**Problem description:** Lay out every line of the records below as a JSON list of strings, one string per line, with blank lines left out. Leave the pictures out of the answer.
** start of Extracted material **
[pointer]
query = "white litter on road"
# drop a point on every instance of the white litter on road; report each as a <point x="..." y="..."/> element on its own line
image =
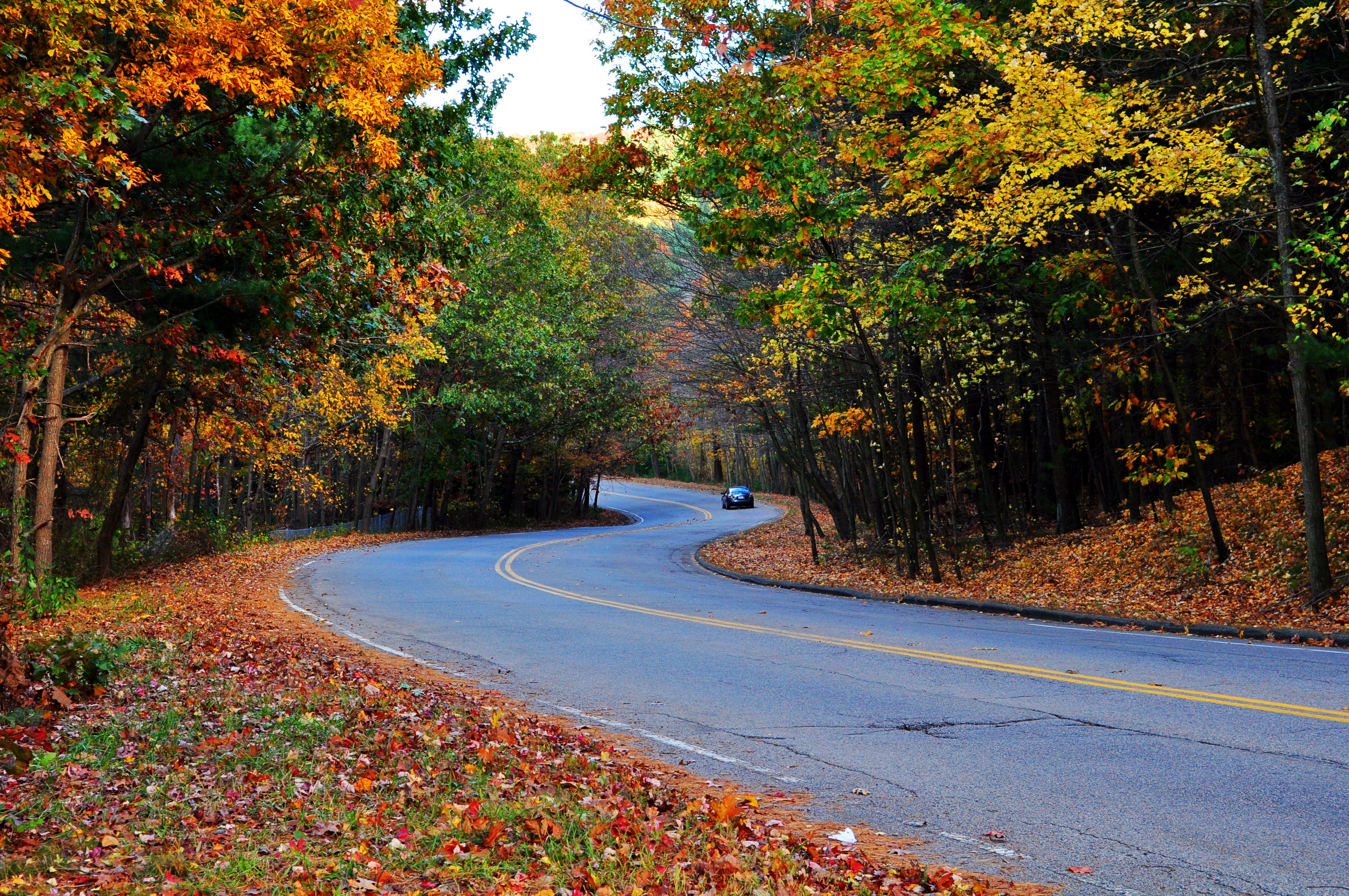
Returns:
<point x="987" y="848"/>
** end of Extracted material **
**Written solution:**
[
  "[pointer]",
  "query = \"white litter on road\"",
  "# drop a point on every instance of the white litter on road; report each as a <point x=\"...\" y=\"...\"/> element on its own line",
  "image =",
  "Returns:",
  "<point x=\"987\" y=\"848\"/>"
]